▶ **Data supplied**
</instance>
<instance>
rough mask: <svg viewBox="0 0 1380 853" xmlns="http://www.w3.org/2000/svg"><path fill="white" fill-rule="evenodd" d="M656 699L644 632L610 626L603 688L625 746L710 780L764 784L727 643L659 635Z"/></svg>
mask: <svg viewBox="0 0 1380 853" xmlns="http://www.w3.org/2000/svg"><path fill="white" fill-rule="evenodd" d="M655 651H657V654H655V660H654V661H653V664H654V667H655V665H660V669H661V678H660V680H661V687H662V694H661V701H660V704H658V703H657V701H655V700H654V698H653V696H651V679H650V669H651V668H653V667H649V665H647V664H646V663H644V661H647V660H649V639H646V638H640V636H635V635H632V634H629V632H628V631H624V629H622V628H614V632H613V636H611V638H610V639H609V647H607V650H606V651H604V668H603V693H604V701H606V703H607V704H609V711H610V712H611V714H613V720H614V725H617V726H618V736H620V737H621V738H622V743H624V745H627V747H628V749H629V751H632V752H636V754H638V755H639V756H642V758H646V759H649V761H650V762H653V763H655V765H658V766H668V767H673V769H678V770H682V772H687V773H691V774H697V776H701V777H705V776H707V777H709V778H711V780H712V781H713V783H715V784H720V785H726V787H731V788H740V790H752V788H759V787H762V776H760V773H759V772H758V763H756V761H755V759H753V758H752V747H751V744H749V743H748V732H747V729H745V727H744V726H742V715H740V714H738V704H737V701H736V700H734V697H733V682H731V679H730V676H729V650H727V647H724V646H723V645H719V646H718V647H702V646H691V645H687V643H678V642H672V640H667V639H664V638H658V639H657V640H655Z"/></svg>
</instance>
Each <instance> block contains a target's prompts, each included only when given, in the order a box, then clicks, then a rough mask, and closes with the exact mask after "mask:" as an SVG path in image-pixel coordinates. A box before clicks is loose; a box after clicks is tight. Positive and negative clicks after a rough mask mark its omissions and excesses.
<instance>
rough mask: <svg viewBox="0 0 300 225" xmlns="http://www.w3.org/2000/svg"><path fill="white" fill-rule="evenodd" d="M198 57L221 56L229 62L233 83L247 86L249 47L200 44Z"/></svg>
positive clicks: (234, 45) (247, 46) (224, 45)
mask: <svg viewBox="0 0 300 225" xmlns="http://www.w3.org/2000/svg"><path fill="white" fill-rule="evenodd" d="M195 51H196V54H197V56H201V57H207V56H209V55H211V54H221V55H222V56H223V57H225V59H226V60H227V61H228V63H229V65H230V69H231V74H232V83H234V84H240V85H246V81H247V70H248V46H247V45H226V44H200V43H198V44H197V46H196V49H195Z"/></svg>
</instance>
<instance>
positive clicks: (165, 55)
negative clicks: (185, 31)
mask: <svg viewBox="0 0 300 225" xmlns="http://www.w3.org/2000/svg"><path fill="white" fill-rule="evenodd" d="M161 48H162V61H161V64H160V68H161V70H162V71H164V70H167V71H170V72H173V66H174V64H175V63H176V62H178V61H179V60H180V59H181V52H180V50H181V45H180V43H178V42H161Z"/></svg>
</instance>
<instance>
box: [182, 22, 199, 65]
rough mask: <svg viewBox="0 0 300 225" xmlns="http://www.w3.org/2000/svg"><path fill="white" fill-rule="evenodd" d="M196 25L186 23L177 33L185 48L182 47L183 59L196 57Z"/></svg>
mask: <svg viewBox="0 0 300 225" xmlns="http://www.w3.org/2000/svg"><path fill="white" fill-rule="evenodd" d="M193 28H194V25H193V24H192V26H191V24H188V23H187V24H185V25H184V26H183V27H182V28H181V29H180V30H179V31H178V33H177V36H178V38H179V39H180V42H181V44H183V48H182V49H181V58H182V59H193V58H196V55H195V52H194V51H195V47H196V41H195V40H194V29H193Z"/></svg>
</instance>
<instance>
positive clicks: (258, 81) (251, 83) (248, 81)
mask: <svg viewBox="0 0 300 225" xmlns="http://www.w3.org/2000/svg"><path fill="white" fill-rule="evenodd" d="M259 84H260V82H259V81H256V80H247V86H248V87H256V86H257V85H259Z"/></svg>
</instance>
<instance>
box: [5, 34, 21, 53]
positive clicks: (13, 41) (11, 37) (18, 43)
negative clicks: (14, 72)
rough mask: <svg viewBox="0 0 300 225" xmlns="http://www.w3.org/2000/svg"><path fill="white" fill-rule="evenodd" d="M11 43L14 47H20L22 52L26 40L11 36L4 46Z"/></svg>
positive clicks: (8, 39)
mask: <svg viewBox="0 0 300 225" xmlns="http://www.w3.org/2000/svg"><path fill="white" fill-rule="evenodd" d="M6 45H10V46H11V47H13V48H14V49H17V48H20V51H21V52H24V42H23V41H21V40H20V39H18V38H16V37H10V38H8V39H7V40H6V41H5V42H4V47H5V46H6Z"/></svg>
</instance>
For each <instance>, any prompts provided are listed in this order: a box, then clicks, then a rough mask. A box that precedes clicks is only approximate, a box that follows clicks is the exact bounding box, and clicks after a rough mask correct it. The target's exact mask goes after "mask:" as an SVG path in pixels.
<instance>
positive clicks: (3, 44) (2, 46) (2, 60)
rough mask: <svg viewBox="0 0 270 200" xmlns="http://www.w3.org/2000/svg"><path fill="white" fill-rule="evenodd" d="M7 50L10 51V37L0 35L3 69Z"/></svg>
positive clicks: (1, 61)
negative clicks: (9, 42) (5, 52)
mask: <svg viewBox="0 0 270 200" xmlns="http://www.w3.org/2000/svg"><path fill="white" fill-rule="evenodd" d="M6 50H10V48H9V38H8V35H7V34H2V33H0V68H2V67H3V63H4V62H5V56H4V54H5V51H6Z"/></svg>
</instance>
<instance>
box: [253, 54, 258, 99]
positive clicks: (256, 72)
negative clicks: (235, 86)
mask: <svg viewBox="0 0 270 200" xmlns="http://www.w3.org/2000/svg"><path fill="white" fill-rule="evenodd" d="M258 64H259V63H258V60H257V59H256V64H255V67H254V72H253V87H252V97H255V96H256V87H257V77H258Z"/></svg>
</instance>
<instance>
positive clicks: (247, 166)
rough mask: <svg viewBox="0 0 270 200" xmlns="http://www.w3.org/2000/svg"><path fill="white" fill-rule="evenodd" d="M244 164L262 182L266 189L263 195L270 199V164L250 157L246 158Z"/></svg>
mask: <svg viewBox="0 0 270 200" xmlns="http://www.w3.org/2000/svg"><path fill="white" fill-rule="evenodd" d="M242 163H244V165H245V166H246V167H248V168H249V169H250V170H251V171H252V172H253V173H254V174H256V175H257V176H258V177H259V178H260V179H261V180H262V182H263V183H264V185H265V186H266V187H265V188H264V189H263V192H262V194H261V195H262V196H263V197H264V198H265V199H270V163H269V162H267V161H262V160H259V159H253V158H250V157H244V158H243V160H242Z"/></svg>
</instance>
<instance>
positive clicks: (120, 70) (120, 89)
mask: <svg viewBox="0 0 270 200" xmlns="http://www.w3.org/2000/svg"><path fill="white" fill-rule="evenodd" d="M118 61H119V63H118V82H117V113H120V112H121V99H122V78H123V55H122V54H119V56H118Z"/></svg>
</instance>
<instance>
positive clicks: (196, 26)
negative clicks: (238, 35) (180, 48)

▶ **Problem details**
Reproduce every one of the records above, substituting "foreground clicks" for each occurrence of "positive clicks" and keeping everything else the same.

▶ **Finished task**
</instance>
<instance>
rough mask: <svg viewBox="0 0 1380 853" xmlns="http://www.w3.org/2000/svg"><path fill="white" fill-rule="evenodd" d="M656 699L644 632L610 626L603 688L625 746L710 780L764 784L727 643L659 635Z"/></svg>
mask: <svg viewBox="0 0 1380 853" xmlns="http://www.w3.org/2000/svg"><path fill="white" fill-rule="evenodd" d="M655 651H657V654H655V660H654V661H653V664H654V667H655V665H660V669H661V678H660V680H661V687H662V694H661V701H660V704H658V703H657V701H655V700H654V698H653V696H651V679H650V669H651V668H653V667H649V665H647V664H646V663H644V661H647V660H649V639H646V638H640V636H635V635H632V634H629V632H628V631H624V629H622V628H614V632H613V636H611V638H610V639H609V647H607V650H606V651H604V668H603V693H604V701H606V703H607V704H609V711H610V712H611V714H613V720H614V725H617V726H618V736H620V737H621V738H622V743H624V745H627V747H628V749H629V751H632V752H636V754H638V755H639V756H642V758H646V759H649V761H650V762H653V763H655V765H658V766H668V767H673V769H678V770H682V772H687V773H691V774H697V776H701V777H705V776H707V777H709V778H711V780H712V781H713V783H715V784H720V785H726V787H731V788H740V790H752V788H759V787H762V776H760V773H759V772H758V763H756V761H755V759H753V758H752V747H751V744H749V743H748V732H747V729H745V727H744V726H742V715H740V714H738V704H737V701H736V700H734V697H733V682H731V679H730V676H729V650H727V647H724V646H723V645H719V646H718V647H702V646H691V645H687V643H678V642H672V640H667V639H664V638H658V639H657V640H655Z"/></svg>
</instance>
Each <instance> block contains a target's prompts, each included only when given, in the order a box, then clicks, then a rough mask, and closes with the exact mask after "mask:" as an SVG path in image-pixel coordinates. A box before clicks is loose; a box after clicks is tight. Positive and negative clicks after a rough mask mark its omissions and excesses.
<instance>
rough mask: <svg viewBox="0 0 300 225" xmlns="http://www.w3.org/2000/svg"><path fill="white" fill-rule="evenodd" d="M198 57L221 56L229 62L233 83L247 86L249 47L200 44Z"/></svg>
foreground clicks: (234, 45) (247, 46) (224, 45)
mask: <svg viewBox="0 0 300 225" xmlns="http://www.w3.org/2000/svg"><path fill="white" fill-rule="evenodd" d="M195 51H196V54H197V56H201V57H207V56H209V55H211V54H221V55H222V56H223V57H225V59H226V60H227V61H228V63H229V65H230V69H231V74H232V83H234V84H240V85H246V81H247V70H248V46H247V45H226V44H200V43H198V44H197V46H196V49H195Z"/></svg>
</instance>
<instance>
foreground clicks: (165, 55)
negative clicks: (185, 31)
mask: <svg viewBox="0 0 300 225" xmlns="http://www.w3.org/2000/svg"><path fill="white" fill-rule="evenodd" d="M161 48H162V61H161V64H160V68H161V70H162V71H164V70H167V71H170V72H173V66H174V64H175V63H176V62H178V61H179V60H180V59H181V52H180V50H181V45H180V43H178V42H161Z"/></svg>
</instance>
<instance>
box: [182, 22, 199, 65]
rough mask: <svg viewBox="0 0 300 225" xmlns="http://www.w3.org/2000/svg"><path fill="white" fill-rule="evenodd" d="M196 25L186 23L177 33L185 48L182 47L183 59L196 57Z"/></svg>
mask: <svg viewBox="0 0 300 225" xmlns="http://www.w3.org/2000/svg"><path fill="white" fill-rule="evenodd" d="M193 28H194V25H193V24H192V26H191V24H188V23H187V24H185V25H184V26H183V27H182V28H181V29H180V30H179V31H178V33H177V36H178V38H179V39H180V42H181V44H183V48H182V49H181V58H182V59H193V58H196V55H195V52H194V51H195V47H196V41H195V40H194V29H193Z"/></svg>
</instance>
<instance>
foreground clicks: (258, 81) (251, 83) (248, 81)
mask: <svg viewBox="0 0 300 225" xmlns="http://www.w3.org/2000/svg"><path fill="white" fill-rule="evenodd" d="M259 84H260V82H259V81H256V80H247V86H248V87H256V86H257V85H259Z"/></svg>
</instance>
<instance>
box: [5, 34, 21, 53]
foreground clicks: (13, 41) (11, 37) (18, 43)
negative clicks: (14, 72)
rough mask: <svg viewBox="0 0 300 225" xmlns="http://www.w3.org/2000/svg"><path fill="white" fill-rule="evenodd" d="M11 43L14 47H20L22 52L26 40L11 36L4 46Z"/></svg>
foreground clicks: (8, 39)
mask: <svg viewBox="0 0 300 225" xmlns="http://www.w3.org/2000/svg"><path fill="white" fill-rule="evenodd" d="M6 45H10V46H11V47H13V48H14V49H17V48H20V51H21V52H24V42H23V41H21V40H20V39H18V38H16V37H10V38H8V39H7V40H6V41H5V42H4V47H5V46H6Z"/></svg>
</instance>
For each <instance>, any prompts provided are listed in this order: a box, then clicks, then a rough mask. A box that precedes clicks is only approximate, a box that follows clicks is the exact bounding box, and clicks after a rough mask correct it. The target's exact mask goes after "mask:" as an SVG path in pixels.
<instance>
foreground clicks: (3, 44) (2, 46) (2, 60)
rough mask: <svg viewBox="0 0 270 200" xmlns="http://www.w3.org/2000/svg"><path fill="white" fill-rule="evenodd" d="M7 50L10 51V37L0 35L3 69Z"/></svg>
foreground clicks: (1, 61)
negative clicks: (9, 42) (5, 52)
mask: <svg viewBox="0 0 270 200" xmlns="http://www.w3.org/2000/svg"><path fill="white" fill-rule="evenodd" d="M6 50H10V48H9V38H8V35H7V34H2V33H0V68H2V67H3V63H4V62H5V56H4V54H5V51H6Z"/></svg>
</instance>
<instance>
box: [253, 54, 258, 99]
foreground clicks: (256, 72)
negative clicks: (235, 86)
mask: <svg viewBox="0 0 270 200" xmlns="http://www.w3.org/2000/svg"><path fill="white" fill-rule="evenodd" d="M258 64H259V63H258V60H257V59H256V64H255V67H254V72H253V87H252V97H255V96H256V87H257V77H258Z"/></svg>
</instance>
<instance>
foreground clicks: (247, 166)
rough mask: <svg viewBox="0 0 270 200" xmlns="http://www.w3.org/2000/svg"><path fill="white" fill-rule="evenodd" d="M244 164L262 182L266 189L263 195L270 199V164L250 157L246 158Z"/></svg>
mask: <svg viewBox="0 0 270 200" xmlns="http://www.w3.org/2000/svg"><path fill="white" fill-rule="evenodd" d="M242 163H244V165H245V166H246V167H248V168H249V169H250V170H251V171H252V172H253V173H254V174H256V175H257V176H258V177H259V178H260V179H261V180H262V182H263V183H264V185H265V186H266V187H265V188H264V189H263V192H262V194H261V195H262V196H263V197H264V198H265V199H270V163H269V162H267V161H262V160H259V159H253V158H250V157H244V158H243V160H242Z"/></svg>
</instance>
<instance>
foreground clicks: (120, 70) (120, 89)
mask: <svg viewBox="0 0 270 200" xmlns="http://www.w3.org/2000/svg"><path fill="white" fill-rule="evenodd" d="M118 61H119V63H118V82H117V113H120V112H121V99H122V78H123V55H122V54H119V56H118Z"/></svg>
</instance>
<instance>
foreground clicks: (196, 26)
negative clicks: (238, 35) (180, 48)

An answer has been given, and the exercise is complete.